Exercise goal – Reproduce the listing below word for word, with no pictures.

-- begin Supplied records --

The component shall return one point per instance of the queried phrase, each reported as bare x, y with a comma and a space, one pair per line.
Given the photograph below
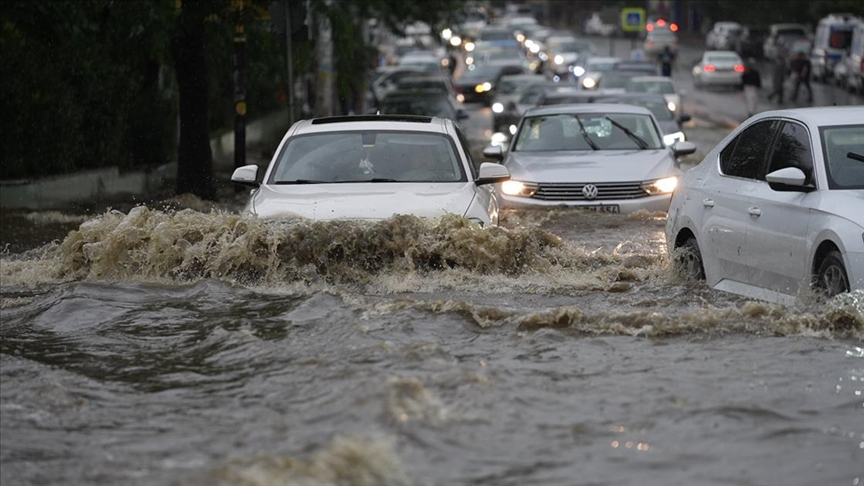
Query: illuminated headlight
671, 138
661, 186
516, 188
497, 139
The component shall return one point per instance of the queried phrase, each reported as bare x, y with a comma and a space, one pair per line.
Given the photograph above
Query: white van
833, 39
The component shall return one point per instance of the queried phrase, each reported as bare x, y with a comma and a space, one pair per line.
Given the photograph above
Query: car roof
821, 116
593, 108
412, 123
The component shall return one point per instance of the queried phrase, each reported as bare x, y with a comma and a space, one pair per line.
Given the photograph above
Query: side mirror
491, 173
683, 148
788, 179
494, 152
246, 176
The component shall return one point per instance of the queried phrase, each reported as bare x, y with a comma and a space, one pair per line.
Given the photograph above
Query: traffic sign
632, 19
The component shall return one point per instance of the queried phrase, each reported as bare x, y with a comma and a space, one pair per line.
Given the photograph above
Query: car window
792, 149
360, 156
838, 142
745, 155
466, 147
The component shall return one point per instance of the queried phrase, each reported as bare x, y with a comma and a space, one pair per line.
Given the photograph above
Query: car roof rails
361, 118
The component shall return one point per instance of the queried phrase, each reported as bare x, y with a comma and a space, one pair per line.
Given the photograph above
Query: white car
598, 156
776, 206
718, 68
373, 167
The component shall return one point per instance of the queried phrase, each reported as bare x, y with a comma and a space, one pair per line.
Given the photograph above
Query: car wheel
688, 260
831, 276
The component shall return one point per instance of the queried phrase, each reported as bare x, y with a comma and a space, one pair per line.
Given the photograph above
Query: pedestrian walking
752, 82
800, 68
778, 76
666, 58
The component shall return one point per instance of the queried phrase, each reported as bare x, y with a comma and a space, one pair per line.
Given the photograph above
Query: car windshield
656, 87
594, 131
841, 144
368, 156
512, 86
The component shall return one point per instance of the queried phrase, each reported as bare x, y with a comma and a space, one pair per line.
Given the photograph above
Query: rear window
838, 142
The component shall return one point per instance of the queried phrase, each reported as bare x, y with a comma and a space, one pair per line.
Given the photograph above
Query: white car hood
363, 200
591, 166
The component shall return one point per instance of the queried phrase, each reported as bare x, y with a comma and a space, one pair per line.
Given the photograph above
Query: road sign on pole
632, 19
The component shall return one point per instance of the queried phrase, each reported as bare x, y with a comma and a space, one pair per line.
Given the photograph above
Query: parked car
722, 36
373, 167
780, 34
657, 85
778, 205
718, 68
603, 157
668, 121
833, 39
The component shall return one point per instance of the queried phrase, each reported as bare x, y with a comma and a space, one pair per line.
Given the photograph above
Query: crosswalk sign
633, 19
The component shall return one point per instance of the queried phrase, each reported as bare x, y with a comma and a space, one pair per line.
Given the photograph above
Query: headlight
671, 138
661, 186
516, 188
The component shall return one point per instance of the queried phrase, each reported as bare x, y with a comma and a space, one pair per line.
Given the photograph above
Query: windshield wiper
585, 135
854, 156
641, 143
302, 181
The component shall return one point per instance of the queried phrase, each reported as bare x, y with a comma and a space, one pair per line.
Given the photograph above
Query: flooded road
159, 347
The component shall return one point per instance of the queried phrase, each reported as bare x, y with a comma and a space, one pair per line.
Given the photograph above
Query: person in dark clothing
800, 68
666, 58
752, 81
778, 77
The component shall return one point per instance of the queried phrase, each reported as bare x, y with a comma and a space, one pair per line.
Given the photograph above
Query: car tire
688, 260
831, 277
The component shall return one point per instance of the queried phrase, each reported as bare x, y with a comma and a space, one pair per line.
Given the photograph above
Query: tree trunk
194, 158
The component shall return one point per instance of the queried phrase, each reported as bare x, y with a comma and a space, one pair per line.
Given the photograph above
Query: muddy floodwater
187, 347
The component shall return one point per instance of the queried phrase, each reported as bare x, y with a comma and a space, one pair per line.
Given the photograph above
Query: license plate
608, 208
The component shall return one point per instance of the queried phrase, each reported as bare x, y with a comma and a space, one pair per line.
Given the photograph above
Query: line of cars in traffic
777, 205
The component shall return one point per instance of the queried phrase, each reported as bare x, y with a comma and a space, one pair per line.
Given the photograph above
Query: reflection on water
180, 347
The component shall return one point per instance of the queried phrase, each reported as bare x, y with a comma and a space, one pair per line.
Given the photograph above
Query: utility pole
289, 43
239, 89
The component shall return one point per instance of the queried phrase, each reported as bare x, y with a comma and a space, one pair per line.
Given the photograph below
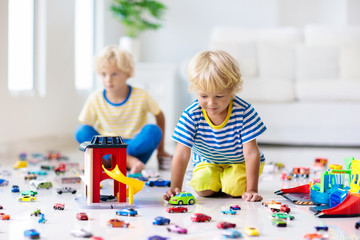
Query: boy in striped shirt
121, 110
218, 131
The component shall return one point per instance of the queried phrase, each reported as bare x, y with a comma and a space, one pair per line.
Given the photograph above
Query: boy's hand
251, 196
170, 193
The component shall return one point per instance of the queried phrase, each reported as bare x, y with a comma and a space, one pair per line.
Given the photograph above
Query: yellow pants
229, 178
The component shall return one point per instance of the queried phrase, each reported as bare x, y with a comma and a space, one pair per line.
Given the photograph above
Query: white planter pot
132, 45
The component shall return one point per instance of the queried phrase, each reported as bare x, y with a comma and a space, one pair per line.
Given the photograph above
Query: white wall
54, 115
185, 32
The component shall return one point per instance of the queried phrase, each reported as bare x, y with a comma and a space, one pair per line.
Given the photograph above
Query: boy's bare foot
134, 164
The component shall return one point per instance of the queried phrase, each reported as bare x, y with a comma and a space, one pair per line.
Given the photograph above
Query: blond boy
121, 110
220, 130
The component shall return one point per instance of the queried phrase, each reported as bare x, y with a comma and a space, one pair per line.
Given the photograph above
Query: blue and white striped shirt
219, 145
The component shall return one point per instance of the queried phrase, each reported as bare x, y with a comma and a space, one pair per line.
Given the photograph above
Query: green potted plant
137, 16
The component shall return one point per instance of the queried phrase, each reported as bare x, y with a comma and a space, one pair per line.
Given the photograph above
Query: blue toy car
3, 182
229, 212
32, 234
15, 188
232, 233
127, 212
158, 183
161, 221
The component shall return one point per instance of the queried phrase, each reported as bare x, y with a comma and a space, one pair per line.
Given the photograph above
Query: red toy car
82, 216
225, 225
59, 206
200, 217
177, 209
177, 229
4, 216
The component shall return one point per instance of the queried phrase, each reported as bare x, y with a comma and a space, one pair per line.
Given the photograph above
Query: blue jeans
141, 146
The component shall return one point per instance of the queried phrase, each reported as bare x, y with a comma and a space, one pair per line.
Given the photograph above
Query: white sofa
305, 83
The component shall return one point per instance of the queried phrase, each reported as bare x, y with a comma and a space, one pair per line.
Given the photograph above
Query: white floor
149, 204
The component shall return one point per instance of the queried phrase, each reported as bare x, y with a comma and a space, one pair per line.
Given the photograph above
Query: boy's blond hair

-- end Supplied records --

Correct result –
The component shall return one point per instance of the queried phrase, each reported as bare x, y with a comma and a space, one pair per line.
Given the photograph below
Query: illuminated headlight
671, 138
661, 186
516, 188
497, 139
The component shall return one point per instance of the queried phrase, each reported as bare x, y with a comma and a space, one pair per line.
Given the photograph above
Query: white van
833, 39
The component shall return one point per instance of the queried phrase, each reported as bare x, y with a comma and a space, one pair per line.
Given the photograph above
Query: car roof
821, 116
593, 108
412, 123
The component shall return one point per instance of the queried phrase, each reported as bare x, y with a comma and a space, one pair per line.
Given the photograph above
Query: side mirror
491, 173
683, 148
788, 179
494, 152
246, 176
The component shall return one point per instance of the queried phrase, each reported as bare x, y with a comma and a space, one pair per line.
Given the photograph above
Query: traffic sign
632, 19
The component shall return one point per instance of the queried phrase, each reported as bare x, y with a comma and a space, one pair per line.
Given the photograph above
Query: car window
792, 149
360, 156
838, 142
745, 155
466, 147
The component shall return one point per instance of the queried phrase, each reported as bare x, y with a comma and a space, one pair per line.
Given the photograph above
Query: car roof rails
361, 118
The component shall return one point per instance of the queried phrase, each reported as bare x, y with a comma and a space, one pair per line.
Given the photograph above
Query: white car
598, 156
776, 206
718, 68
373, 167
The component shall return one point per instance of the queried phrase, each reported as bare x, y with a comma and a space, one pair per line.
Given the photograph above
Query: car wheel
688, 260
831, 276
The component shall return one point per instance of the queried phrase, each reported as bare x, y with a comma and a space, one pair per line.
Given the photograph above
Query: pedestrian walking
752, 82
800, 68
778, 76
666, 58
The component shall return one point per instance of the queried phrase, each reported as bare x, y with a comma and a space, one pair per line.
Given the photograph above
Query: car windshield
656, 87
594, 131
841, 144
368, 156
512, 86
The component shall return one point per instance of the queried phrase, each reported as bare x, y with a comma and a space, one pair per line.
Given the photograph above
Query: rear window
838, 142
The component shall return one point per instance of the queried phrase, each reported as bare x, y with a comma and a space, one pair per line.
Given the photograph above
Query: white car hood
363, 200
591, 166
The component shall return one point per instance of the queried phrase, each reported as bare x, y with a comma and a space, one pair per line.
Given the photograph above
Query: road sign on pole
632, 19
The component shall return one point per instance of the queried phrase, each reported as bare x, y with a comma and a space, one pair per line.
Given the photograph above
Query: parked car
722, 36
373, 167
780, 34
657, 85
778, 205
718, 68
603, 157
668, 121
833, 39
The component shall return one point per instance of the queried phrase, each reported as bare x, y with a comma and a space, one pair per line.
Given the photograph above
Query: crosswalk sign
633, 19
The component shall return one point per instance of the queried phrase, each reported as bare x, y with a comma and a space, one pair per line.
Given the photograph above
Query: headlight
671, 138
661, 186
516, 188
The component shall return one point per instance of the queried phrase, each reported as bare x, y with a comma and a space, one pair per line.
Given the photograph above
Query: windshield wiper
585, 135
854, 156
641, 143
302, 181
The component shall return one point per instance of the queried phrase, each reported as bare x, y with a comma and a space, one pair per line.
Given the photograph above
Query: flooded road
159, 347
The component shall return one point per instance of the queried phrase, each reported as bare x, y with a comma and a space, one pair per line.
Given the photograph above
Query: person in dark clothing
800, 68
666, 58
752, 81
778, 77
The component shall return one point per instance of the queried phrase, each reported as bare x, y with a comma and a space, one pair per line.
Given the photograph above
Query: car tire
688, 260
831, 277
The component shall return one point per instance of the queried phrase, each reported as bare x, y with a comma and a space, one pair per line.
Given the photograph above
Query: tree trunk
194, 158
The component shall return one point per instance of the queried phrase, each reported as bare x, y with a comma and a space, one pair per line.
Given the photograph above
Query: muddy floodwater
187, 347
The component shall return one point per instance of the queried phrase, each reported as bare x, y with a comma and a space, one pair per line.
Given the photograph above
Query: license plate
608, 208
The component shall return one point per instance of the queried phrase, each reported as bare x, y with a comma and a space, one pair per line.
Given the photograph above
Query: line of cars in traffic
777, 205
The component shall return one point per instance of the queried phrase, each reported as bare x, y with a comma and a space, one pair per line.
Given the photograph above
Query: reflection on water
180, 347
The component shall return one point per instance of the queried phrase, each reported as bare x, y with a comma and a space, one pair per line.
Given the photograph above
Query: utility pole
289, 43
239, 89
The component shall return one point per instance of the queried phrase, each reported as bare x, y with a comma and a space, one pair per line.
Given the photograph below
Query: boy in striped shirt
121, 110
218, 131
The component shall return one point per instance of the queried phrase, each reported as bare x, y with a comma and a space, one pair per line.
Given the photograph above
Query: boy's hand
251, 196
170, 193
The component shall return one point per instance of the queried phrase, each reported as bare x, y with a comma and a space, one pair per line.
Given the photograph above
Query: yellow pants
229, 178
The component shall return one point per instance of the queried phrase, each reported as bare x, y with a comma and a space, one pair per line.
Given the photograph above
Query: white planter pot
132, 45
The component shall return one point per instance of the queried phrase, each reported as bare x, y with a comma and a space, one pair per line.
Given the photograph above
Query: white wall
54, 115
185, 32
The component shall return one point per instance of the queried phrase, each reported as bare x, y with a comma and a space, one pair per line.
Given the photograph above
Query: boy's bare foot
134, 164
The component shall return one point per instance of the queried phrase, each reported as bare x, y with a comma and a space, one pair per line.
Given the photograph above
Query: blond boy
121, 110
220, 130
The component shall return one point per instance of the queried phrase, each reported as bare x, y with a comma and a space, one pair per line.
Given the photograph above
Query: blue and white striped shirt
219, 145
The component shall return one point per instance of the queried phrase, each reported as bare x, y with a comma and a space, one pair per line.
Given the photograph above
Query: green potted plant
137, 16
The component shall return one point per instance of the queried phrase, each reported as bare x, y with a comma and a space, one pair per line.
Given the photograph above
Query: blue toy car
3, 182
229, 212
32, 234
15, 188
232, 233
127, 212
158, 183
161, 221
The component shall return one point per instance of the queried phrase, each reported as bare x, y with a comma and a space, one pair per line.
Given the photograph above
Query: red toy car
82, 216
225, 225
59, 206
200, 217
177, 209
177, 229
4, 216
The component shall return one point per instance of the queried phrase, each reported as bare x, y with a comma and a space, one pair per line.
Given the photograph above
Query: blue jeans
141, 146
The component shall return one point per instance of the queried phrase, each reported as bare x, y with a comma and a space, one pair per line.
Given the photograph above
Query: white sofa
305, 83
The component shall return one point per instance of the queried phrase, each reported as bare x, y with a comma and a space, one pair per line.
Given the photograph above
Query: white floor
149, 204
The component shall return one point per instance of the queried phrase, each reported as bare x, y with a comma and a space, one pair per line.
Given the photograph above
Query: boy's blond hair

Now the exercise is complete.